Publication
Light from down under
Publisher:
The Company of Biologists
Date:
2013
DOI:
10.1242/JEB.025106
Abstract: Coral-algae symbiosis is a key feature of tropical corals and is highly dependent on the efficiency with which solar energy is attenuated by the coral. Scleractinian corals are among the most efficient light collectors in nature by modulation of the internal light field in the coral skeleton. Interestingly, coral skeleton particles composing the sandy bottoms in reef margins sustain these optical characteristics. In the present study we examined two free-living coral species Heterocyathus aequicostatus (Caryophyllidae) and Heteropsammia cochlea (Dendrophylliidae) common on biogenic coarse carbonate sand of the Great Barrier Reef (GBR) but absent from fine sand at the same depth. In coarse carbonate sand light penetrates a few millimeters below the surface and propagates along horizontal distances of a few centimeters. In fine sand, almost all of the light is reflected back to the water column. For photosynthetic sand-dwelling organisms such as the studied species, with over one third of their surface area facing the substrate, light flux to their underside may be beneficial. A correlation was found between the diameter of these corals and the distance that light may travel in the sand under the coral. Laboratory and field measurements prove that the symbiotic algae at the underside of the corallites are photosynthetically active even when the coral is partially buried, implying sufficient light penetration. Other organisms in the study site such as fungid corals and forameniferans, with different morphologies, have different light trapping strategies but are also photosynthesizing in their underside. The importance of the substrate type to the performance of the three main partners of the symbiosis in H. aequicostatus and H. cochlea (coral, endosymbiotic algae and a sipunculan worm) is highlighted striking ex le of co-evolution of these organisms.

What the task requires: List the three main partners of the symbiosis in H. aequicostatus and H. cochlea named in the abstract. The rows play no part in this.

Input data:

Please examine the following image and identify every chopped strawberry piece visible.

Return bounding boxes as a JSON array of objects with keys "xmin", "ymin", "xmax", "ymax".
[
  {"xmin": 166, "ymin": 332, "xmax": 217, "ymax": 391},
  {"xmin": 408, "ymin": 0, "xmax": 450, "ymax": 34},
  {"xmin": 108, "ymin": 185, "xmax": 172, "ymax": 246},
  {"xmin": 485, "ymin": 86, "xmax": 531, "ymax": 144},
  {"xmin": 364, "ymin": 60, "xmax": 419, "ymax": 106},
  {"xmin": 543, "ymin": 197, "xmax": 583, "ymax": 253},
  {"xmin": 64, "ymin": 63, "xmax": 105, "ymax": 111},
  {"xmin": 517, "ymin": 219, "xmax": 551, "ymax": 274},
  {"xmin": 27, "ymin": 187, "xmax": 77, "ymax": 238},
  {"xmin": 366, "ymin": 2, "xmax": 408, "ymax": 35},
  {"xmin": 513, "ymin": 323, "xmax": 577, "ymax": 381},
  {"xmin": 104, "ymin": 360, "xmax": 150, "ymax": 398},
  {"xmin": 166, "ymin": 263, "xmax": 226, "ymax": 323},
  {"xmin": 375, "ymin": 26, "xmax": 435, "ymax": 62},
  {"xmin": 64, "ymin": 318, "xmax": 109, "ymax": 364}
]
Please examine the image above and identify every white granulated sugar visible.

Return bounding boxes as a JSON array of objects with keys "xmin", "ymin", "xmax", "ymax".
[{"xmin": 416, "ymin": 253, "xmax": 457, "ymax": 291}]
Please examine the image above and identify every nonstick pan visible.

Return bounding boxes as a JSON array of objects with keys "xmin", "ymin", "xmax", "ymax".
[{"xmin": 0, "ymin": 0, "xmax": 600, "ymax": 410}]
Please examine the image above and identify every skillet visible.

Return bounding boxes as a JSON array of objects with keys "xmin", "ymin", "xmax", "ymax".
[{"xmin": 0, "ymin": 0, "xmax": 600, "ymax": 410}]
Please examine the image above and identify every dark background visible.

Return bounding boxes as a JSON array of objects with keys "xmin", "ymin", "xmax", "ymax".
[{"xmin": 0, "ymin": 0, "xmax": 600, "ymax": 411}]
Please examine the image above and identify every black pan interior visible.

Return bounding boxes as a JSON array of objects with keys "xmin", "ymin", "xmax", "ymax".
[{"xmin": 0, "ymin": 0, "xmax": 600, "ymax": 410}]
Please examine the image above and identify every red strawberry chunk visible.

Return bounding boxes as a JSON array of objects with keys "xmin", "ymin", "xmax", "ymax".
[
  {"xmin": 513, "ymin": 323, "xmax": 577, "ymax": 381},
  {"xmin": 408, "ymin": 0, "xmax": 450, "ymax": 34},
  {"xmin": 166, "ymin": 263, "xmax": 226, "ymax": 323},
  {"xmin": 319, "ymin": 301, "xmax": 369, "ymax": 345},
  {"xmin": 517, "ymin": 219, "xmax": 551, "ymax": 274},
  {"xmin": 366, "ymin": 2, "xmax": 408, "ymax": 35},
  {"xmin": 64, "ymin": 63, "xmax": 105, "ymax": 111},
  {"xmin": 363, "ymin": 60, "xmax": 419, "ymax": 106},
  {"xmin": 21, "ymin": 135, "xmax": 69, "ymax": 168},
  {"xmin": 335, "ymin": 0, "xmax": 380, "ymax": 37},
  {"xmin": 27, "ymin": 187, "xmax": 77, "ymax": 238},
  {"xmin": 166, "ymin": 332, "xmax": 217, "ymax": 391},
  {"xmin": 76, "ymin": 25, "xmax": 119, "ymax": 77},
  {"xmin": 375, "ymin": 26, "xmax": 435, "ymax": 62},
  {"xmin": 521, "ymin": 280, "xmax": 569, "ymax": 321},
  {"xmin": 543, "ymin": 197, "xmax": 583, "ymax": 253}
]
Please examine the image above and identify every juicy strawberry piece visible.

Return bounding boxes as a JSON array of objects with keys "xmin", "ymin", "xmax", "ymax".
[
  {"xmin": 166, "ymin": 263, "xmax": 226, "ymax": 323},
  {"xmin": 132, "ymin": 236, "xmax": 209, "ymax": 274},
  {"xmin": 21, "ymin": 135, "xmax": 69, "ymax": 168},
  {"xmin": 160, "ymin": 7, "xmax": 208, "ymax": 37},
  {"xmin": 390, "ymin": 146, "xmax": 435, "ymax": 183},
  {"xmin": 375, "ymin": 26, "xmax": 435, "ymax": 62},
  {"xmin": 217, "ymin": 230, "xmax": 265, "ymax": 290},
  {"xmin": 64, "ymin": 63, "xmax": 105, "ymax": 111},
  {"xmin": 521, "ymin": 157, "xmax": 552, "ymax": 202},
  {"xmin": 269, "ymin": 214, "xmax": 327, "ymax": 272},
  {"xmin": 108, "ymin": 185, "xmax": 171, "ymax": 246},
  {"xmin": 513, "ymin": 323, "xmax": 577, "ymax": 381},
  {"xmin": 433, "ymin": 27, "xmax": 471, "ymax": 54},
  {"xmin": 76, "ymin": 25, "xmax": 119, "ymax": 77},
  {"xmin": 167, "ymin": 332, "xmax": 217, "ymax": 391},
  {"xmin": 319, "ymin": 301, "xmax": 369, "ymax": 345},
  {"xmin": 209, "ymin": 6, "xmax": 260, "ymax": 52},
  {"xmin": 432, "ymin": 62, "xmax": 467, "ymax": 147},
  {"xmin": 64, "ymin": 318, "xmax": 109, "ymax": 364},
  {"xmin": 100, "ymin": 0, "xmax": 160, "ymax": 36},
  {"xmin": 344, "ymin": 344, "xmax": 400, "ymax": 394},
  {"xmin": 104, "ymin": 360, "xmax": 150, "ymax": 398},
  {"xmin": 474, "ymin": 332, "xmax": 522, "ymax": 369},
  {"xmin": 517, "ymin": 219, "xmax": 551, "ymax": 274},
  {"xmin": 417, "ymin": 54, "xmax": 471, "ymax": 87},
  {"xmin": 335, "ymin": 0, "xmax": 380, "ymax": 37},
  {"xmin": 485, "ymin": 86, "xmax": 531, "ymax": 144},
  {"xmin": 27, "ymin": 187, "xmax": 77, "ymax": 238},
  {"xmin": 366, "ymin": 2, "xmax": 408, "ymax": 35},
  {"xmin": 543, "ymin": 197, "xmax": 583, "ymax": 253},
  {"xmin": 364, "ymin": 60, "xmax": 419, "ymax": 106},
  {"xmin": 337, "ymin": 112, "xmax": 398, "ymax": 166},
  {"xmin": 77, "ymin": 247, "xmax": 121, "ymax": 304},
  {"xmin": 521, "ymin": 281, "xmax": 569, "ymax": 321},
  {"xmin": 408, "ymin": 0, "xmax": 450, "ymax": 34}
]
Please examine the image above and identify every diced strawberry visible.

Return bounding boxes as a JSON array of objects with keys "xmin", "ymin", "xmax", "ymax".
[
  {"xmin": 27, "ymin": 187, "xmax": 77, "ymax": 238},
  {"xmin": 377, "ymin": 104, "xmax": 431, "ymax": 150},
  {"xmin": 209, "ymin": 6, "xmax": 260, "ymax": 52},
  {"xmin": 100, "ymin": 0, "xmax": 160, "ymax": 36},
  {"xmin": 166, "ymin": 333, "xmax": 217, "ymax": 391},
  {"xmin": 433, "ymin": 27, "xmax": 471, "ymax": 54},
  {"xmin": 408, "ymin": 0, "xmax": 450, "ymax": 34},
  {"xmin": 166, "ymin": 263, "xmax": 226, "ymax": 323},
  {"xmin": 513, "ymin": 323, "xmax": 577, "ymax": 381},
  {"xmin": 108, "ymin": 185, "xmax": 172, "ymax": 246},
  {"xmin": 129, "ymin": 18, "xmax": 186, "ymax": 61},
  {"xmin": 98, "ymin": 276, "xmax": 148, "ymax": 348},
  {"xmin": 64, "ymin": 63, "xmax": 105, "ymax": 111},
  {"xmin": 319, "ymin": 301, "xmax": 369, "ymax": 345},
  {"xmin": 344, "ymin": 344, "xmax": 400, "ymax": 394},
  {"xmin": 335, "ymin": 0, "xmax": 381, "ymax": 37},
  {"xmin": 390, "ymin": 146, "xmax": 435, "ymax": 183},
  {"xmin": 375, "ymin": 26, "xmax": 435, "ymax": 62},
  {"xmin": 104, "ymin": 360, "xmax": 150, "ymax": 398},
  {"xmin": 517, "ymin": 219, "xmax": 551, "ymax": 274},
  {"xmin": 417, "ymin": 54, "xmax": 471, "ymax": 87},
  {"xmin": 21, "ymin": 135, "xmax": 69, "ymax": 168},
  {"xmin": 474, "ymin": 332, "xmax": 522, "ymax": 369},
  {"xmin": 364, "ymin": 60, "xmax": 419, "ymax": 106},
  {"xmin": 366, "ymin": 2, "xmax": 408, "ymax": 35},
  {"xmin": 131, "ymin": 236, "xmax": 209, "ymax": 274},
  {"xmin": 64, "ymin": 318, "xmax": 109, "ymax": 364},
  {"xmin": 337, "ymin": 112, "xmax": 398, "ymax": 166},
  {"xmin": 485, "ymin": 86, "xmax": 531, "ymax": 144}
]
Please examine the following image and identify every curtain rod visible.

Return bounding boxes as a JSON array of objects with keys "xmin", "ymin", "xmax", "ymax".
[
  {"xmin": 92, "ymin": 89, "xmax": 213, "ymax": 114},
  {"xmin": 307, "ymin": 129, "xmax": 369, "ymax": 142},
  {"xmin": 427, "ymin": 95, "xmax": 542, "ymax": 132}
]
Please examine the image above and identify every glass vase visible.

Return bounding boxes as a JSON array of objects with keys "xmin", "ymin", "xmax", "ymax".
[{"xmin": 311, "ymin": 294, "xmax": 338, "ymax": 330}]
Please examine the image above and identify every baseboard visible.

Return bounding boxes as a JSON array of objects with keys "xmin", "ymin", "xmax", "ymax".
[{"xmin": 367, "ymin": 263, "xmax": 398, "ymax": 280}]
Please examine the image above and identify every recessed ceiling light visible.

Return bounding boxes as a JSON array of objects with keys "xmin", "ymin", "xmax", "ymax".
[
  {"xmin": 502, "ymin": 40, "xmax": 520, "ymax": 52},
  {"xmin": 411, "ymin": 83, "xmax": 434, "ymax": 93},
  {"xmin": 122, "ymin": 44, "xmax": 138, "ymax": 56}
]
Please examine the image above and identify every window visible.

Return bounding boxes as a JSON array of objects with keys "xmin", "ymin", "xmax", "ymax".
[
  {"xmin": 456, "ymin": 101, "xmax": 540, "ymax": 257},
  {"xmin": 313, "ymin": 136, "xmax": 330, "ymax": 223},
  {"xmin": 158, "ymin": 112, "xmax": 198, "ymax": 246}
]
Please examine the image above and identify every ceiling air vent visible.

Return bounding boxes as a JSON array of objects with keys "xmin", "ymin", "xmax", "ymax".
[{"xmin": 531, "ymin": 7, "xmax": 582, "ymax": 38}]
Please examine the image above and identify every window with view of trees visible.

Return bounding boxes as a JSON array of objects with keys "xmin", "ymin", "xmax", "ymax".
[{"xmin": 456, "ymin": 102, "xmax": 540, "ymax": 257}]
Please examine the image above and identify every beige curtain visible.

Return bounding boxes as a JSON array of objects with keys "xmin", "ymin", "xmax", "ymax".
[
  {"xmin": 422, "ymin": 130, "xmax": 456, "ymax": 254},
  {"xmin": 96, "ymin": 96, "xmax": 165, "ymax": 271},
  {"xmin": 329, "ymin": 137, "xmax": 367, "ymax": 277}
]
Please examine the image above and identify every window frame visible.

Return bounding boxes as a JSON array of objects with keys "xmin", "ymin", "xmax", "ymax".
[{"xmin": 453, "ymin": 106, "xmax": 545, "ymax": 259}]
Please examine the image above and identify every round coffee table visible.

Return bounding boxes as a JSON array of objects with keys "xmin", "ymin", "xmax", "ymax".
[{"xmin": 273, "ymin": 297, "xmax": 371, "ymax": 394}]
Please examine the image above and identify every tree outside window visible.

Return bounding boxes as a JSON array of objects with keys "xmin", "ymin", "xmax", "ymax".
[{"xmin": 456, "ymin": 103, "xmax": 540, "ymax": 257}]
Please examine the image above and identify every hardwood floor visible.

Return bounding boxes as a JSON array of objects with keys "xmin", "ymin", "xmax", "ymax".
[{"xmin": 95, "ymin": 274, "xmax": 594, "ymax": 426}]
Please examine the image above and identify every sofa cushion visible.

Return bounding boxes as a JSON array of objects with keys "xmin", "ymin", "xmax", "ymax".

Completed exercise: Coral, endosymbiotic algae, and a sipunculan worm.